__BRIEF__:
Write every entry out again, exactly as given.

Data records
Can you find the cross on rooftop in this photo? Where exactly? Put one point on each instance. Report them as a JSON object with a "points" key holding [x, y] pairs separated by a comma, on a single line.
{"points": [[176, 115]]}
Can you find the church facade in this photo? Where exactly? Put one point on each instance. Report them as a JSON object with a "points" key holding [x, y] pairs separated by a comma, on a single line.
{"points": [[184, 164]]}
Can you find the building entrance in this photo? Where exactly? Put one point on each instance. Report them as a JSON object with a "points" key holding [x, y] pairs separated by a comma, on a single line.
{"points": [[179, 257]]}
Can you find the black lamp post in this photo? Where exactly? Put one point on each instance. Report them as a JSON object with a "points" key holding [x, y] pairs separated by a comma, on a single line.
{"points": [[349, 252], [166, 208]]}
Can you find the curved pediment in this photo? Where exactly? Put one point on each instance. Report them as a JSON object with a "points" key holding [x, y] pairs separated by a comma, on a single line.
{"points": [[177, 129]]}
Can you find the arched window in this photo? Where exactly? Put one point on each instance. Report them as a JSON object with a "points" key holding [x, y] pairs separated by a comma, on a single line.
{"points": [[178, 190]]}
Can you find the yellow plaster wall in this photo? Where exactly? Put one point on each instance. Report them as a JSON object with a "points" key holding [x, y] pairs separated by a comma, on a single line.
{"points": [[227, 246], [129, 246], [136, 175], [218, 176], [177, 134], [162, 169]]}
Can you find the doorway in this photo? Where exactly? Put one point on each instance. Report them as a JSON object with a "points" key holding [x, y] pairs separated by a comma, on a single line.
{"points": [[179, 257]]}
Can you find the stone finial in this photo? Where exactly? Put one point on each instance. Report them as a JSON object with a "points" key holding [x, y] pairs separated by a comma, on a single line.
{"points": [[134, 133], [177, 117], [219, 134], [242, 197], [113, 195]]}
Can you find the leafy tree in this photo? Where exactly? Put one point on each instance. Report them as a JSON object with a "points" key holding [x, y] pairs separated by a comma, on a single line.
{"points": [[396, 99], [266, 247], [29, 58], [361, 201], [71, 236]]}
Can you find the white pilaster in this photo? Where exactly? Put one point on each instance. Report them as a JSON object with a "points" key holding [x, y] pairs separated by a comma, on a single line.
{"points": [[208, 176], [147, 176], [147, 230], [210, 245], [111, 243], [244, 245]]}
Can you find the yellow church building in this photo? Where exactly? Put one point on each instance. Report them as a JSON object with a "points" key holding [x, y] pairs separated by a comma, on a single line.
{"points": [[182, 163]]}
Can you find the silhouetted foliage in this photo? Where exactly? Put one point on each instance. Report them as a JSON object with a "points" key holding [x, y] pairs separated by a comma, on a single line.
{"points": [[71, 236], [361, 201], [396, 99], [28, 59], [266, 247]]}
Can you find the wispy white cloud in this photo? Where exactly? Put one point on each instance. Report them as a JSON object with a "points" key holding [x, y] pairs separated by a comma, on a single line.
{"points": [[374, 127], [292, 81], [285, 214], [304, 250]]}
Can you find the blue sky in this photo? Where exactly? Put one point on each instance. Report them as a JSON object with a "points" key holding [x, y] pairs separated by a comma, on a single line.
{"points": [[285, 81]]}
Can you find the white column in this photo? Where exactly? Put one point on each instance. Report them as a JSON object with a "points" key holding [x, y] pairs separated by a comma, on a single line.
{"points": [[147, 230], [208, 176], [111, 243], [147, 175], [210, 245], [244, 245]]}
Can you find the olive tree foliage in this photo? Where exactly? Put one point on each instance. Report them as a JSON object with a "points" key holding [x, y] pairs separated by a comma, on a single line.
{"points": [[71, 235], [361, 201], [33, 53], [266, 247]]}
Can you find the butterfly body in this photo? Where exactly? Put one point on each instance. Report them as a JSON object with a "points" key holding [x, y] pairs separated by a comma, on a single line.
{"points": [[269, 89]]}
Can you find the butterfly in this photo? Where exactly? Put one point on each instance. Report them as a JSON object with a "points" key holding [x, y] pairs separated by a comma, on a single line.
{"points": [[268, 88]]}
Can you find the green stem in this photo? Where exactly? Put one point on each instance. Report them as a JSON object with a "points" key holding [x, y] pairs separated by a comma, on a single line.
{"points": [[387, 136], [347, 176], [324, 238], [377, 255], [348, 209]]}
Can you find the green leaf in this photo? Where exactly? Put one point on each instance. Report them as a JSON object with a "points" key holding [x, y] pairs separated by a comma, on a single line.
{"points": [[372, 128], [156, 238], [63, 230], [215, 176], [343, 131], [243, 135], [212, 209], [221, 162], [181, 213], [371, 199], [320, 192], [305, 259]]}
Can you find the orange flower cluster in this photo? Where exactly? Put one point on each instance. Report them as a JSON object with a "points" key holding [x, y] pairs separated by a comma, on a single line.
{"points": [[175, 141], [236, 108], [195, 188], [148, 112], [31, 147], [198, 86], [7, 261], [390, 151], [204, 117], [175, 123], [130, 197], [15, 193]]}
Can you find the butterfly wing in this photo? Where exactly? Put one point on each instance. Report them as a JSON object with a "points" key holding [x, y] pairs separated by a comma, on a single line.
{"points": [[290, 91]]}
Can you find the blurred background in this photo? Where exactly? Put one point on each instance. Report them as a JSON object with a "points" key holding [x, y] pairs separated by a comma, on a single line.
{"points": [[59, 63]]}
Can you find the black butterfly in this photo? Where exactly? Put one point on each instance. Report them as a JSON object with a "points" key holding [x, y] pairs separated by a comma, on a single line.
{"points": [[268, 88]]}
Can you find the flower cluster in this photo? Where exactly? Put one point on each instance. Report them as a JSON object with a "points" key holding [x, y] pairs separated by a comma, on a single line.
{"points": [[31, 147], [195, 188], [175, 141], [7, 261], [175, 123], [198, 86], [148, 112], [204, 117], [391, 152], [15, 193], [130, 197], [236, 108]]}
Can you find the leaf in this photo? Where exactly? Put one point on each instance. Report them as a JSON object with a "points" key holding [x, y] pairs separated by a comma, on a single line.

__TASK OUTPUT__:
Can you find the cross on rooftop in this photo? Where exactly? Put one point on each instance. Report them as a JSON object with a "points" key holding [x, y] pairs separated by a comma, on a single line.
{"points": [[176, 115]]}
Can you find the church facade in this photo? Where exactly? Put one point on each instance. Report them as a JSON object with a "points" key holding [x, y] pairs separated by a comma, on a single line.
{"points": [[184, 164]]}
Can you find the building entrance in this photo? Where exactly? Put one point on each instance. Report them as a JSON object with a "points" key holding [x, y] pairs separated by a comma, on a single line.
{"points": [[179, 257]]}
Can you find the black lamp post in this photo? Where exactly? Put one point on each instance. Report them as a JSON object with a "points" key holding [x, y] pairs separated by a comma, on a single line.
{"points": [[349, 252], [166, 208]]}
Can you find the curved pediment in this photo? Where exactly? Put one point on each instance. Report them as a JSON object with a "points" key holding [x, y] pairs separated by a comma, on a single line.
{"points": [[177, 129]]}
Can you find the arched window in this photo? Where exactly? Put one point on each instance. Report them as a JSON object with a "points" key holding [x, y] pairs separated by a comma, on a single line.
{"points": [[178, 190]]}
Can you find the yellow plaster wall in this photo? Where exactly? Put one point on each instance. Report them as a JSON object with a "points" key holding [x, y] pairs separated by a comma, on a single line.
{"points": [[227, 246], [129, 246], [136, 175], [218, 176], [177, 134], [162, 169]]}
Can you find the doorway in this photo? Where exactly? Put one point on each instance. Report them as a JSON object with a "points" key holding [x, y] pairs separated by a comma, on a single line.
{"points": [[179, 257]]}
Can you find the stone finial in this photo? Where exactly? Put one point on each instance. Report them as a JSON object with a "points" key holding [x, y] pairs separated by a comma, on a single line.
{"points": [[134, 133], [177, 117], [219, 134], [242, 197], [113, 195]]}
Can you find the leafy tree in this photo? Where exactly? Put one point on each instance. Report them as a JSON object with a "points" key holding [x, y] pairs separated by a comma, on a single line.
{"points": [[396, 99], [266, 247], [29, 58], [361, 201], [71, 236]]}
Can you find the white pilaster in this photo? Where exactly? Put one point on each instance. Report them as a JSON object with a "points" key holding [x, y] pairs separated by a comma, on a single line.
{"points": [[208, 176], [147, 176], [147, 230], [210, 245], [111, 243], [244, 245]]}
Can you find the yellow church building in this photo? Where exactly? Put one point on each instance. Report them as a JSON object with a "points" key holding [x, y] pairs separated by a comma, on a single line.
{"points": [[182, 163]]}
Can you find the silhouetted foliage in this photo? Where exactly? Put one point on each instance. Report them as a JSON object with a "points" key holding [x, y] pairs separated by a comma, on a single line.
{"points": [[71, 236], [361, 201], [396, 99], [28, 59], [266, 247]]}
Can you find the wispy white cloud in this photo? Where exactly? Put one point on each instance. Report them as a JSON object with a "points" key holding [x, y] pairs separated by a comma, on a single line.
{"points": [[374, 127], [292, 81], [285, 214], [304, 250]]}
Can you find the blue sky in this photo? Where exactly? Put one point on each instance. Report them as a JSON object with a "points" key holding [x, y] pairs separated by a comma, on a single line.
{"points": [[285, 81]]}
Can you find the white column in this photo? Where exactly? Put one point on each instance. Report them as a JSON object with a "points" key holding [x, y] pairs separated by a comma, on a single line.
{"points": [[147, 230], [208, 176], [111, 243], [147, 175], [210, 245], [244, 245]]}
Can you find the olive tree foliage in this photo? Where exactly? Put one point on each instance. Report them as a JSON object with a "points" key holding [x, y] pairs separated by a comma, on a single line.
{"points": [[71, 235], [361, 201], [33, 53], [266, 247]]}
Can you find the butterfly body in this photo? Where exactly? Put one point on each instance. Report them as a JSON object with a "points" key holding [x, y] pairs separated by a comma, on a single line.
{"points": [[269, 89]]}
Can you find the butterfly in this photo? Where exactly? Put one point on each instance. Report them as a JSON object with a "points" key holding [x, y] pairs separated by a comma, on a single line.
{"points": [[268, 88]]}
Can you find the green stem in this photo? Where exactly? Put one point on each instance. Report them as a JSON object with a "points" key holding [x, y] pairs separated by a comma, on a single line.
{"points": [[387, 136], [347, 176], [324, 238], [377, 255], [348, 209]]}
Can you find the green leaf in this photo? Where exactly? Put one point on each instance. Report them as a JSON object with a "points" key holding [x, y] pairs separated by a comma, on a single line.
{"points": [[372, 128], [156, 238], [63, 230], [215, 176], [343, 131], [243, 135], [212, 209], [221, 162], [181, 213], [371, 199], [320, 192], [305, 259]]}
Can you find the orange flower cluster in this photo? Where exactly? Put one point on each instance. Report them as a JSON object with a "points" key holding [x, y] pairs separated by a comma, on a single line.
{"points": [[175, 141], [236, 108], [195, 188], [148, 112], [31, 147], [198, 86], [7, 261], [390, 151], [204, 117], [175, 123], [130, 197], [15, 193]]}
Can you find the butterfly wing in this photo? Where exactly? Put one point on each instance. Report them as a JSON object with a "points" key holding [x, y] pairs separated by a comma, on a single line.
{"points": [[290, 91]]}
Can you find the blurred background in this photo? Where exactly? Put one point on each instance. Report them as a JSON object with a "points" key holding [x, y] pairs separated by a comma, on a single line.
{"points": [[59, 63]]}
Can you find the black butterfly in this photo? Where exactly? Put one point on each instance. Report them as a JSON object with a "points" key holding [x, y] pairs separated by a comma, on a single line.
{"points": [[268, 88]]}
Can you find the flower cluster in this photo? Where exactly? Put one point on each instance. Report them as a JSON object with a "points" key holding [x, y] pairs separated by a comma, on a single line.
{"points": [[31, 147], [195, 188], [175, 141], [7, 261], [175, 123], [198, 86], [148, 112], [204, 117], [391, 152], [15, 193], [130, 197], [236, 108]]}
Can you find the leaf in this photo? Where exactly? Put one point on each instance. Report them as a JSON object with a "points" key holding [x, y] pairs separated by a comma, on a single line.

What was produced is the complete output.